* Opdracht:
Selecteer uit de lijst hieronder elke regel waarin de tekenreeks "jacket" voorkomt. Let op hoofdletters en kleine letters.

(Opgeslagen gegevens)
----------------

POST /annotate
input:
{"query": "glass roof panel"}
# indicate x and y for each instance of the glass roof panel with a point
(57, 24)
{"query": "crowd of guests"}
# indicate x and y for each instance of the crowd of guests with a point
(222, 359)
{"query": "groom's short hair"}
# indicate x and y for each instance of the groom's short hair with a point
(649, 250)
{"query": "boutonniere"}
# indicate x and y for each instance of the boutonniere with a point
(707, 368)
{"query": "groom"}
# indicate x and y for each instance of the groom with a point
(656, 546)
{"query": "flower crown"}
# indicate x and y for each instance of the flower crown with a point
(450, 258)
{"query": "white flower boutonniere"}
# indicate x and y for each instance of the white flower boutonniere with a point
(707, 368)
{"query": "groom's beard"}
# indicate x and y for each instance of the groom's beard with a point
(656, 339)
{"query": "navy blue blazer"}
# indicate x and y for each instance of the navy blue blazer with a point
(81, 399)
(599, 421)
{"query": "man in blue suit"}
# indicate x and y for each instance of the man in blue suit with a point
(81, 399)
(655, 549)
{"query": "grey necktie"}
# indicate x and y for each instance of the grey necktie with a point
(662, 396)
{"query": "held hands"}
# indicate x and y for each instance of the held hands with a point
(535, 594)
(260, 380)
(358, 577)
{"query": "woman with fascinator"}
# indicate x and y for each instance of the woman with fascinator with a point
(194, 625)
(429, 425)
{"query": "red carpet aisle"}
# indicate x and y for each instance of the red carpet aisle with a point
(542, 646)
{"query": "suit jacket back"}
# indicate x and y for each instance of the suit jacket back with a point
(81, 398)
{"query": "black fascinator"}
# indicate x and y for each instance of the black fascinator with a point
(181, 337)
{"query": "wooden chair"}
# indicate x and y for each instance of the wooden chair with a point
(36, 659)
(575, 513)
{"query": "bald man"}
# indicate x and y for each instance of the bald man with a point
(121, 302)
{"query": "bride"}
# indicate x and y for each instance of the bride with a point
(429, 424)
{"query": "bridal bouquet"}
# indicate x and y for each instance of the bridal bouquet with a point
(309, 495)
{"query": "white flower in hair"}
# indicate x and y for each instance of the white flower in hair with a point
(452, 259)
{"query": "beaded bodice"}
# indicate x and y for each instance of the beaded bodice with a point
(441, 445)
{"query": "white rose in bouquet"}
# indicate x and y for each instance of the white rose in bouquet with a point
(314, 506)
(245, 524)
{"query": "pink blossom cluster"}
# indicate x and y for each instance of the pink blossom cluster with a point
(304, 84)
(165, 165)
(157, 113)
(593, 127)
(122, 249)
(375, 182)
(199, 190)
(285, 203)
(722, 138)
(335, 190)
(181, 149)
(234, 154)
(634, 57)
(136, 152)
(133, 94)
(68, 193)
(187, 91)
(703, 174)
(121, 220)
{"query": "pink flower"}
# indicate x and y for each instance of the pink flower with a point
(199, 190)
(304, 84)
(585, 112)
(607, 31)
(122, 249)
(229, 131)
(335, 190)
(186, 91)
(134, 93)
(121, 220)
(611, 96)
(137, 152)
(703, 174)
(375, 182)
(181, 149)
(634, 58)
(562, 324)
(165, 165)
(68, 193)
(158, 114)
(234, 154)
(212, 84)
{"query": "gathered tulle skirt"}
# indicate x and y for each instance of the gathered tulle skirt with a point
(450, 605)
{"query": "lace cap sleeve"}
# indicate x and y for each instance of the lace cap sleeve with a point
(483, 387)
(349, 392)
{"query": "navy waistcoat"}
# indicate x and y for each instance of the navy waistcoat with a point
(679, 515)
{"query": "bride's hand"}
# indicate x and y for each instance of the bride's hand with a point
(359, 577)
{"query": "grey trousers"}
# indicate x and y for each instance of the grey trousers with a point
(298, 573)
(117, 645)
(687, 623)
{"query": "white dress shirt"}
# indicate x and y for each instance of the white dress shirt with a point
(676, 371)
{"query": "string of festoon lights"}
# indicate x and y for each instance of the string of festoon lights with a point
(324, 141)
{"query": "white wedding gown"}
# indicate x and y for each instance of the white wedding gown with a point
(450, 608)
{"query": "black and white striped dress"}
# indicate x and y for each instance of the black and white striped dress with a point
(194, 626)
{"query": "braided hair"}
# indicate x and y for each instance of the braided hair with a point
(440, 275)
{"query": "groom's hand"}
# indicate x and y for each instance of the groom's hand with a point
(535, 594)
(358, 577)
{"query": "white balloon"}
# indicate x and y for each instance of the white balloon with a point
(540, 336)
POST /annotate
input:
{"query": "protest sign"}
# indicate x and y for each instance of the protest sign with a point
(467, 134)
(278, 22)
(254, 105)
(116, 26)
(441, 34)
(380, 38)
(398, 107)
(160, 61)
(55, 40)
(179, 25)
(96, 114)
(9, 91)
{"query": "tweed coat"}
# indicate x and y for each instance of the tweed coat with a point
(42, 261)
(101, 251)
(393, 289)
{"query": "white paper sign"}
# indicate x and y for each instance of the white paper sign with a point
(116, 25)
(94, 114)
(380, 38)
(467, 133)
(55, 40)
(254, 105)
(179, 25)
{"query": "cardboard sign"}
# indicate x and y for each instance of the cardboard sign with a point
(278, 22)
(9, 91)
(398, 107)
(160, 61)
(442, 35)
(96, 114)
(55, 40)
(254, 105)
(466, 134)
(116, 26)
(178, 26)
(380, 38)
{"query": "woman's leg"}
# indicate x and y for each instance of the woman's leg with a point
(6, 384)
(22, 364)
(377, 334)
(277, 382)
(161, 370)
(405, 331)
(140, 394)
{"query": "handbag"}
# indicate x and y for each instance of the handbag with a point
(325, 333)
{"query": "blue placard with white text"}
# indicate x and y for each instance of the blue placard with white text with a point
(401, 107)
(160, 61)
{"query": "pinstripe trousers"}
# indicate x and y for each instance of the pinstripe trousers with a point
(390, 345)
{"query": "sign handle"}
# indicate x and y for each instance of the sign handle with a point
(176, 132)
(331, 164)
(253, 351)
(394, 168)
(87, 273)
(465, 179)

----------------

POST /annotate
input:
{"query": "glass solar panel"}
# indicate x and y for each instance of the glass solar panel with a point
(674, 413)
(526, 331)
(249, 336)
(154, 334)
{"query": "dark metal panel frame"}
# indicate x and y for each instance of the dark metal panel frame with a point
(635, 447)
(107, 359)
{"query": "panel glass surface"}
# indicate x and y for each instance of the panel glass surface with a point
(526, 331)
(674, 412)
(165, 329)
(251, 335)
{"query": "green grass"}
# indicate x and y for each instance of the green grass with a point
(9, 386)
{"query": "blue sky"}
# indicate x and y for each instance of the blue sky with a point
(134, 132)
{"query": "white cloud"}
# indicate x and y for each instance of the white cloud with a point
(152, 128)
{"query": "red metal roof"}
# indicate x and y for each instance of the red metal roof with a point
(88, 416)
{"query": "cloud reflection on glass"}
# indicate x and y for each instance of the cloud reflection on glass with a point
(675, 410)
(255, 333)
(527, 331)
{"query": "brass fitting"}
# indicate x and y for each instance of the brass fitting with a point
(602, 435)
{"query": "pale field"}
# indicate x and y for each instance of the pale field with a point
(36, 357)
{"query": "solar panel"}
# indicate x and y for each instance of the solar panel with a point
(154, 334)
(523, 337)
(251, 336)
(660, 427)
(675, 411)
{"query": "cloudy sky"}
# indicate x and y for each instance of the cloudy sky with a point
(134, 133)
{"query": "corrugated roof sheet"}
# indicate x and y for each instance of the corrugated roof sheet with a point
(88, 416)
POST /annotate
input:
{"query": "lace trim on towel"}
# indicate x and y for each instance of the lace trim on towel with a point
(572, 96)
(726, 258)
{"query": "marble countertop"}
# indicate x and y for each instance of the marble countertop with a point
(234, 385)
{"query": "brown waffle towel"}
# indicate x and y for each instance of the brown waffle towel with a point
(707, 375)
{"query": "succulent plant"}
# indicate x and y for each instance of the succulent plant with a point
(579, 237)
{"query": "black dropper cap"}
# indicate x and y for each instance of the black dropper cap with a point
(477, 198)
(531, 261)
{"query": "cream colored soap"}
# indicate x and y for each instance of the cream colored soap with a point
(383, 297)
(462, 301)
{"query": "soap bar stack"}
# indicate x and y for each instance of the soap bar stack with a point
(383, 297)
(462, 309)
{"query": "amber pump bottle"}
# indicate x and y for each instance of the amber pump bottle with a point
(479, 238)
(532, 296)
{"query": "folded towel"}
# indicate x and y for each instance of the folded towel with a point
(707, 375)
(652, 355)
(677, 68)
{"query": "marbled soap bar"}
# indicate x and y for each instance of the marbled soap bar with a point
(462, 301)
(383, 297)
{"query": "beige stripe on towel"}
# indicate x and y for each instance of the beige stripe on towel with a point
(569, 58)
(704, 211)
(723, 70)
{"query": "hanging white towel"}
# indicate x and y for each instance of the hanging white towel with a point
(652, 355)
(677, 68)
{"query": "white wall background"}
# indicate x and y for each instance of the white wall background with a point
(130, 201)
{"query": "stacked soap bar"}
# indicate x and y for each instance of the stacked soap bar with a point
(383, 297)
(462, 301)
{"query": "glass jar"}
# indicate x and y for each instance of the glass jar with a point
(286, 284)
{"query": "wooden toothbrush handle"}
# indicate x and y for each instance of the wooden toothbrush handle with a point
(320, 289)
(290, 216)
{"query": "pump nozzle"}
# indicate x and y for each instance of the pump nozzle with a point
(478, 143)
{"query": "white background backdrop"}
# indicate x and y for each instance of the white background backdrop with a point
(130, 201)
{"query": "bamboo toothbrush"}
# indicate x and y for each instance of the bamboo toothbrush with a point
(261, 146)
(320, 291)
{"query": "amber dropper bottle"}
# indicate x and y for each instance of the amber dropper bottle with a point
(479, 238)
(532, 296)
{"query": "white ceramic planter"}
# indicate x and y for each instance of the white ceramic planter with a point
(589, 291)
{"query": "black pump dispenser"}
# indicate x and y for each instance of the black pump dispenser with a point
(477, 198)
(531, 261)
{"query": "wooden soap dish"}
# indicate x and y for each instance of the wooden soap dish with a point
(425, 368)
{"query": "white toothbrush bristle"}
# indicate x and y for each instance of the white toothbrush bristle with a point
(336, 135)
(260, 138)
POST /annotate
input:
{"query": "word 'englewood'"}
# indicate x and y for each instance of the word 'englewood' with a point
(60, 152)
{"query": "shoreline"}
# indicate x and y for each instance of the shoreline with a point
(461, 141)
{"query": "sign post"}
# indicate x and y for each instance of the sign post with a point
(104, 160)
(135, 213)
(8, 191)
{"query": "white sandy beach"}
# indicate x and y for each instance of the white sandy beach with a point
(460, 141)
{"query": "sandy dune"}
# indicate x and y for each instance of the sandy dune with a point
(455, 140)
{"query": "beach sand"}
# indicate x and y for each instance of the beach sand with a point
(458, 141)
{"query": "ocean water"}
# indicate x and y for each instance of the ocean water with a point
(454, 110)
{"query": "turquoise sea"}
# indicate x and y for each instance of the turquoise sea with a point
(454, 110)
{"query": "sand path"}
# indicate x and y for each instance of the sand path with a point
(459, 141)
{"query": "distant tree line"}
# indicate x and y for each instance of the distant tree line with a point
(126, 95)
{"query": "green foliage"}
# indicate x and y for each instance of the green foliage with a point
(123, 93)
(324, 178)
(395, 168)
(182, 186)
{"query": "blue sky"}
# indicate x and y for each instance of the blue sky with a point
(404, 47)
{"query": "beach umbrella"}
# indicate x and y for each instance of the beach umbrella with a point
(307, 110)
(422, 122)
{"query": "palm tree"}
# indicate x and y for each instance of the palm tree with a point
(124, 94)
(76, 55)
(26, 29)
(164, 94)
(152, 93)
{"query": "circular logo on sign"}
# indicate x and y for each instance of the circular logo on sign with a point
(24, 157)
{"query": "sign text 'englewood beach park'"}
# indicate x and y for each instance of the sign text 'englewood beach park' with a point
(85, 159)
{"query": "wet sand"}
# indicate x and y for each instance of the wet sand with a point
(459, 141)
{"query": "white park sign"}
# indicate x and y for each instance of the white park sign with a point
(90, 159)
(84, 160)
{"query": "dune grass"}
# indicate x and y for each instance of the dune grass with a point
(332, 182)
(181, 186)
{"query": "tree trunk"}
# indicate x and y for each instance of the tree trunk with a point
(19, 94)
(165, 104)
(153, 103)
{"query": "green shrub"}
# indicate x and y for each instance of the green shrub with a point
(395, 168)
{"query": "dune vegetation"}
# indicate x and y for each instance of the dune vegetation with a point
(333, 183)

----------------

* Oplossing:
{"query": "suit jacket back"}
# indicate x and y for each instance of the suit jacket back with a point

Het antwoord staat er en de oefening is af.